TASKS TO COMPLETE =
(A) In the passage on federal preemption, which 1983 case is cited for the principle that Congress may preempt state authority by saying so in express terms?
(B) Extend the passage on federal preemption from the point where it stops.

EXTRACTED TEXT =
-=-=-

Warren, 587 U. S. ___, ___ (2019) (lead
opinion of Gorsuch, J.) (slip op., at 3) (“Invoking some brooding
federal interest or appealing to a judicial policy preference” does
not show preemption).
In some cases, a federal statute may expressly
preempt state law. See
Pacific Gas & Elec. Co. v.
State Energy Resources Conservation and Development Comm’n,
461 U.S.
190, 203 (1983) (“It is well established that within
constitutional limits Congress may preempt state authority by so
stating in express terms.”). But it has long been established that
preemption may also occur by virtue of restrictions or rights that
are inferred from statutory law. See,
e.g.,
Osborn v.
Bank of United States, 9 Wheat. 738, 865 (1824) (rejecting
argument that a federal exemption from state regulation “not being
expressed, ought not to be implied by the Court”). And recent cases
have often held state laws to be impliedly preempted. See,
e.g.,
Arizona 567 U. S., at 400–408;
Kurns v.

-=-=-

DATASET CONTENT =

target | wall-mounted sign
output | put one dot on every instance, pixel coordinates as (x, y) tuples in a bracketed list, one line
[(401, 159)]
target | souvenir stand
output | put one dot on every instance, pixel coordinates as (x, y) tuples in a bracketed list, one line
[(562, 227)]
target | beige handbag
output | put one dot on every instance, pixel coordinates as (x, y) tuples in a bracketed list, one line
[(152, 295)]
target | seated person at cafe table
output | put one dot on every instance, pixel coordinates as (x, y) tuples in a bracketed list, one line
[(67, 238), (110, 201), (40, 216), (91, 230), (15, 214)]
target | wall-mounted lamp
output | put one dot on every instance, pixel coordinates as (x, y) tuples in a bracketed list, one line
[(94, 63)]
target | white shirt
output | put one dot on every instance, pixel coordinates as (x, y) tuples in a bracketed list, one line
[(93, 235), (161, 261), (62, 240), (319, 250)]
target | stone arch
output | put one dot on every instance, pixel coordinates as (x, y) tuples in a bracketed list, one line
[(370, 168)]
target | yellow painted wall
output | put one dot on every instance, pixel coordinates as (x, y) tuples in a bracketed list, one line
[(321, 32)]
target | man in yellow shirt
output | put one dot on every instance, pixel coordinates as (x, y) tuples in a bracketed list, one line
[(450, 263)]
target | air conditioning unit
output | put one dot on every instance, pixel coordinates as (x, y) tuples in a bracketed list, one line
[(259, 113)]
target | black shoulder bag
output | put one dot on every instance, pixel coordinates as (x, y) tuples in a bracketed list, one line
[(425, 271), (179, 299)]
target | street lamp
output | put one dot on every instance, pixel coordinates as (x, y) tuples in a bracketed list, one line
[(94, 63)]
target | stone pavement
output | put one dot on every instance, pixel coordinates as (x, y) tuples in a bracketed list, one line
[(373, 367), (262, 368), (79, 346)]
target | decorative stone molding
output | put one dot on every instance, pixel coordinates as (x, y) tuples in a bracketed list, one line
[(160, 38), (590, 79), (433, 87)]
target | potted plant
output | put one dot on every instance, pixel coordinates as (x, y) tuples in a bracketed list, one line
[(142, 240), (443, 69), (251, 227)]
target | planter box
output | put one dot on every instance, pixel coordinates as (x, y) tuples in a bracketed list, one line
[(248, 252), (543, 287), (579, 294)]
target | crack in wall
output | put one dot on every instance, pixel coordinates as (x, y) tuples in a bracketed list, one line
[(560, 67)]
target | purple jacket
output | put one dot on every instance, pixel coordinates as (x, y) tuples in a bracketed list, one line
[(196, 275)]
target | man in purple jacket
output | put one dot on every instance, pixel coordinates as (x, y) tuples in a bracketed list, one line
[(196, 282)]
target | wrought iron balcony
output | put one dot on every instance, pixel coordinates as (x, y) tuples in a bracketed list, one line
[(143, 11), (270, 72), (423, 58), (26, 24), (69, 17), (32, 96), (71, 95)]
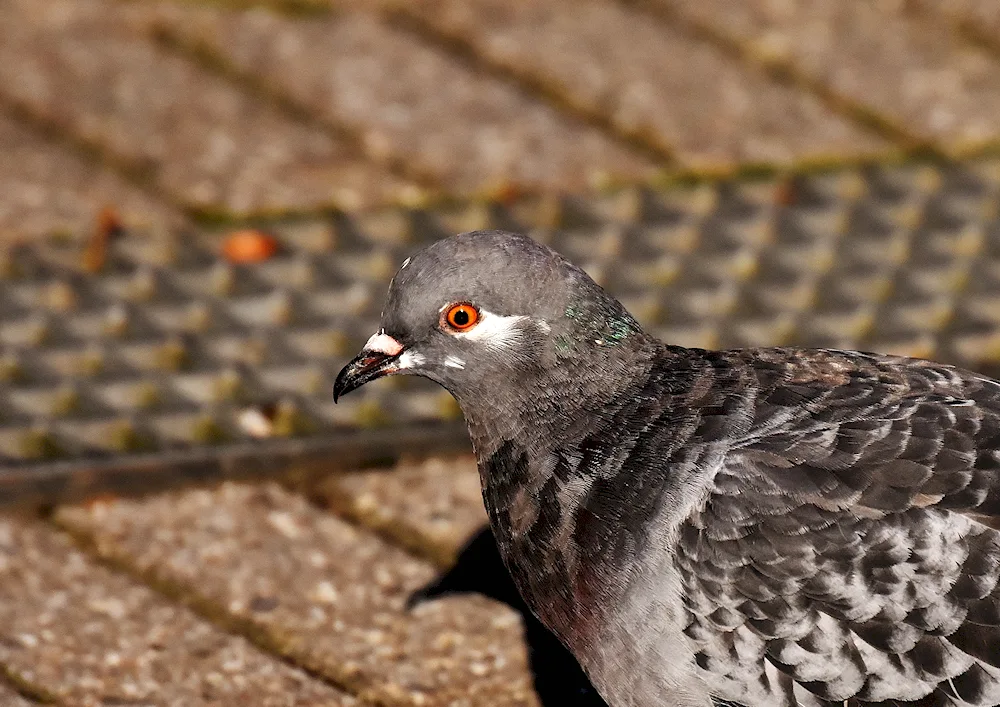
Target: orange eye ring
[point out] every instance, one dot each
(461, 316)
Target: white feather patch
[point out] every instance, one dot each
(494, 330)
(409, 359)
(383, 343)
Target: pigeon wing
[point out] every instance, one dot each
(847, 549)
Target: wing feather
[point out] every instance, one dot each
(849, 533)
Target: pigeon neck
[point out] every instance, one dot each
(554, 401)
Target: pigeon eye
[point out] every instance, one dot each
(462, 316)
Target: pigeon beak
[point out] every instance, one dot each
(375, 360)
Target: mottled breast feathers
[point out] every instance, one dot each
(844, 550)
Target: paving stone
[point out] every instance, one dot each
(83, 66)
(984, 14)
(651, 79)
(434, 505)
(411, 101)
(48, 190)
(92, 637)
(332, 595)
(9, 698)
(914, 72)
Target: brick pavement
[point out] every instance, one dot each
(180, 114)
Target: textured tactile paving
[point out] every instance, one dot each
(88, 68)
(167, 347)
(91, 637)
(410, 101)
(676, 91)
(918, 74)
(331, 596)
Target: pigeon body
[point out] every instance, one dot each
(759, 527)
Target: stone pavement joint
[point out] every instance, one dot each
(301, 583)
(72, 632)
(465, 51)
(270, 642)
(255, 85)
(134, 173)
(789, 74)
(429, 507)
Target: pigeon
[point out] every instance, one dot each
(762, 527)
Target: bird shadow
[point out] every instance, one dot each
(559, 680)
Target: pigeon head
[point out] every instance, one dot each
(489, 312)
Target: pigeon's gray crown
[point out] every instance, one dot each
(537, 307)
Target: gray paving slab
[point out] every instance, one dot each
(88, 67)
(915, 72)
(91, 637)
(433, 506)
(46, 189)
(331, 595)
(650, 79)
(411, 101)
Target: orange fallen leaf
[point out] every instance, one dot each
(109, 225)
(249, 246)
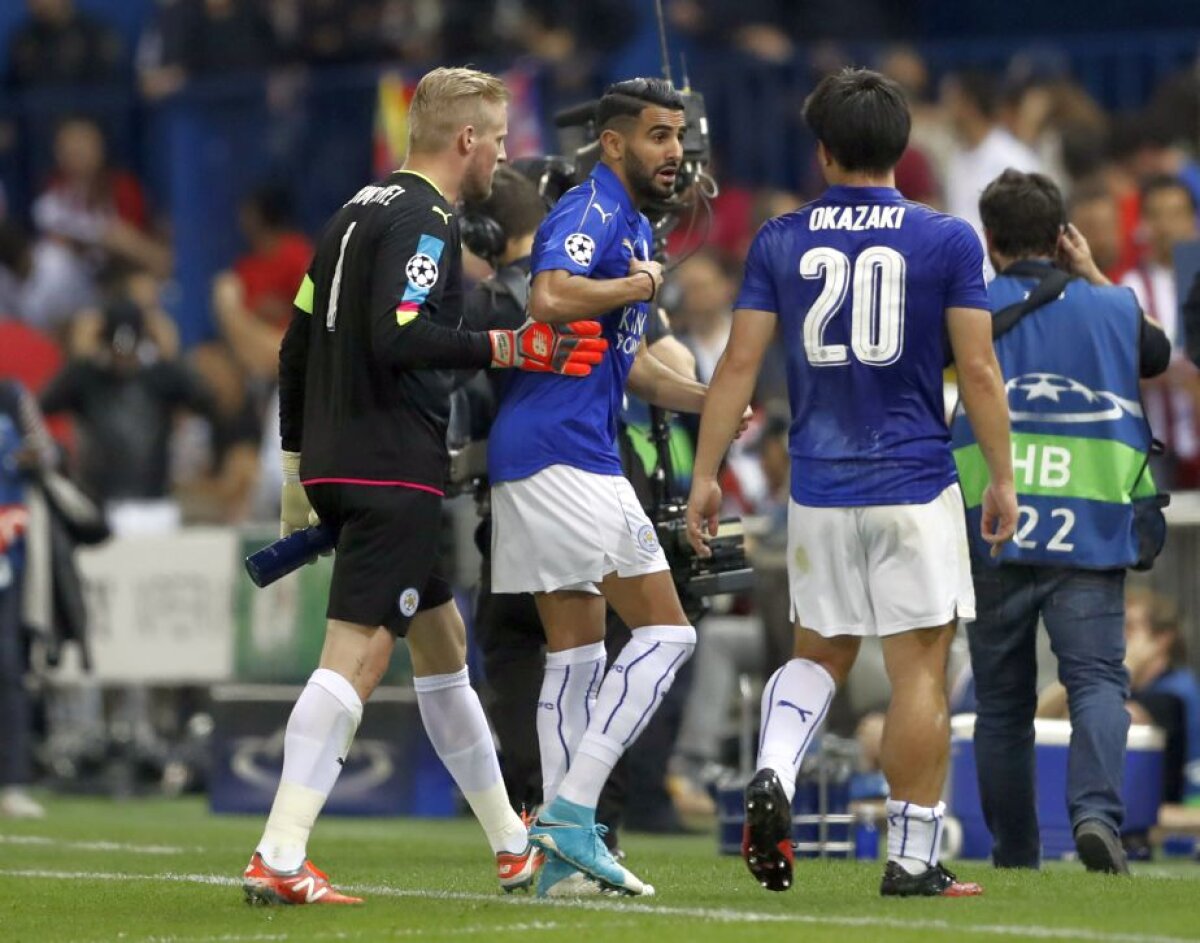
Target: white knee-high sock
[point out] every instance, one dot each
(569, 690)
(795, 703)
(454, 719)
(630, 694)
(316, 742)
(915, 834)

-=-=-

SOLVED PROBLEMS =
(A) Pacific Gas & Elec. Co. v. State Energy Resources Conservation and Development Comm'n, 461 U.S. 190 (1983).

(B)
Railroad Friction Products Corp.,
565 U.S.
625, 630–631 (2012);
PLIVA, Inc. v.
Mensing,
564 U.S.
604, 617–618 (2011).
In these cases, respondents do not contend that
the Kansas statutes under which they were convicted are preempted
in their entirety. Instead, they argue that these laws must yield
only insofar as they apply to an unauthorized alien’s use of false
documents on forms submitted for the purpose of securing
employment. In making this argument, respondents invoke all three
categories of preemption identified in our cases. They defend the
Kansas Supreme Court’s holding that provisions of IRCA expressly
bar their prosecutions. And they also argue that the decision below
is supported by “field” or “conflict” preemption or some
combination of the two. We consider these arguments in turn.
III
We begin with the argument that the state
criminal statutes under which respondents were convicted are
expressly preempted.
As noted, IRCA contains a provision that
expressly preempts state law, but it is plainly inapplicable here.
That provision applies only to the imposition of criminal or civil
liability on
employers and those who receive a fee for
recruiting or referring prospective employees. 8 U. S. C.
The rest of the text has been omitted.